Render every line of the rows below as a JSON list of strings, one string per line, skipping blank lines and leaving out the pictures.
--- start ---
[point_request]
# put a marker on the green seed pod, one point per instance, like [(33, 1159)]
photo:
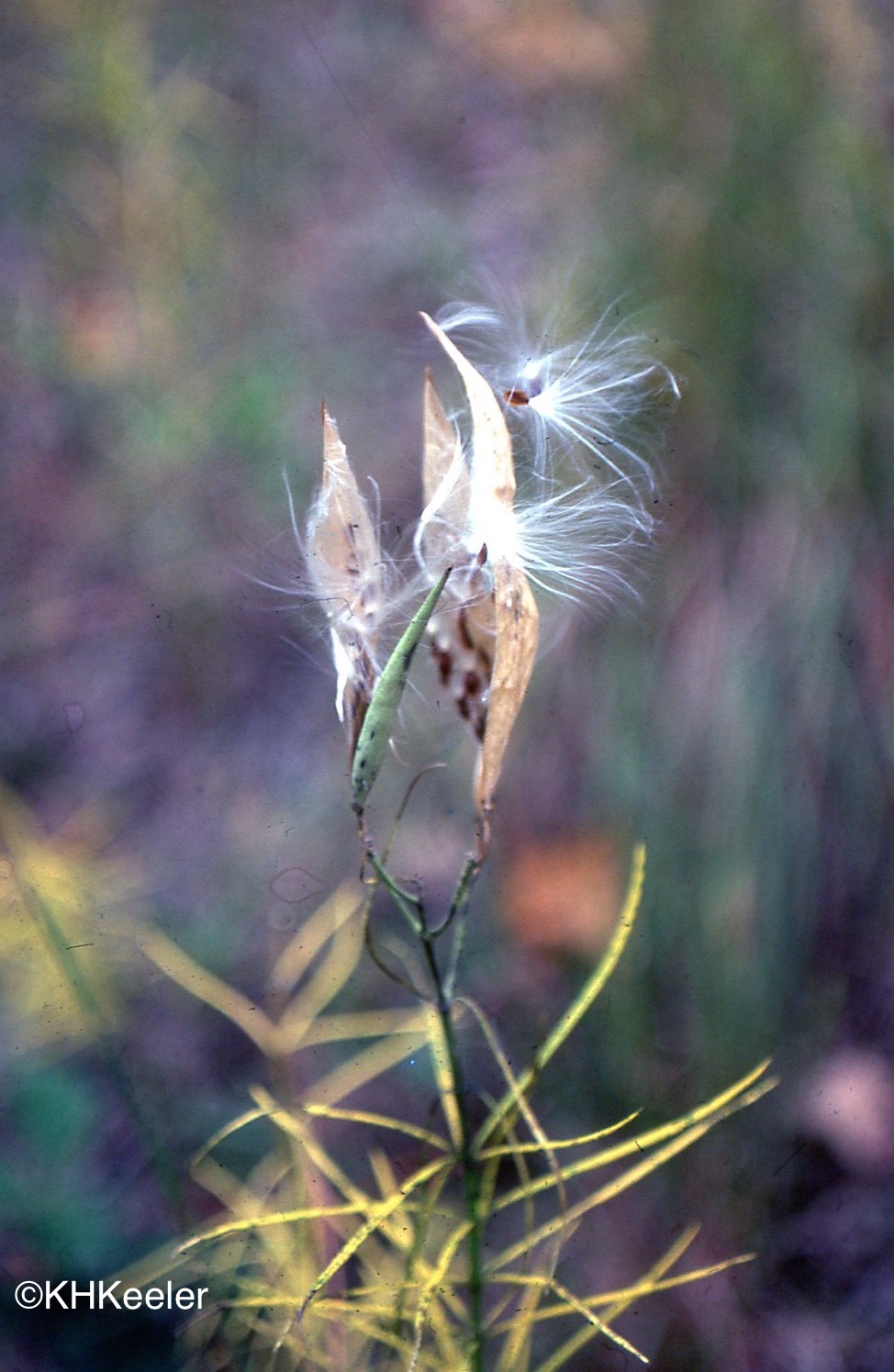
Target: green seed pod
[(383, 707)]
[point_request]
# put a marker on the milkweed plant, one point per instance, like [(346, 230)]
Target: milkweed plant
[(455, 1258)]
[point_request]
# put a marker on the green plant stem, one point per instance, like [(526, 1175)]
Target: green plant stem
[(468, 1161), (443, 988)]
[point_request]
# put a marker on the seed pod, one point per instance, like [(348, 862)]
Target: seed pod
[(346, 567), (383, 707), (493, 523)]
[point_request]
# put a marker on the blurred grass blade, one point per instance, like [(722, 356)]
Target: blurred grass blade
[(383, 707), (582, 1002)]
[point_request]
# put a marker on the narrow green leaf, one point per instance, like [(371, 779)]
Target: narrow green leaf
--- end ---
▸ **OUTPUT FOR THIS EXERCISE**
[
  "[point_request]",
  "# put a marker on the green seed pod, one point per instance, like [(33, 1159)]",
  "photo:",
  "Target: green seed pod",
  "[(383, 707)]",
  "[point_request]",
  "# put a marker on the milkweed plant, one point per instance, like [(346, 230)]",
  "Target: milkweed plant",
  "[(455, 1258)]",
  "[point_request]",
  "# put a marker on the green plant stem, one point per instance, like [(526, 1175)]",
  "Target: green plant stem",
  "[(468, 1161), (443, 988)]",
  "[point_request]",
  "# put a marker on the seed pod, one point per instance, like [(348, 862)]",
  "Target: seed pod",
  "[(346, 567), (383, 707), (493, 523)]",
  "[point_request]",
  "# put a marker on the blurred grass blade, one point per instance, like [(722, 356)]",
  "Target: blurred grass blade",
  "[(383, 707), (582, 1002)]",
  "[point_request]",
  "# put a marker on the narrow green leaf, one point per instance, like [(371, 779)]",
  "Target: narrow green leaf"
]